■ Records of labeled points ■
§ §
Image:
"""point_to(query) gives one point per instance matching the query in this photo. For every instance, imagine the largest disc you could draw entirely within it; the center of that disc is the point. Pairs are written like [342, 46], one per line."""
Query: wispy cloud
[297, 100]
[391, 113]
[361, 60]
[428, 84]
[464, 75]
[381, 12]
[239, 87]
§ §
■ Exercise brief ■
Set down all of the data above again, reproducing every line word for word without any change.

■ Task solution ■
Image:
"""point_to(query) gives one point per instance matching the query in this photo. For every instance, imagine the largest disc you could draw entirely within it; the center of that disc is the point. Pairs are written like [342, 46], one per line."""
Query: wispy cloud
[297, 100]
[391, 113]
[361, 60]
[428, 84]
[464, 75]
[381, 12]
[239, 87]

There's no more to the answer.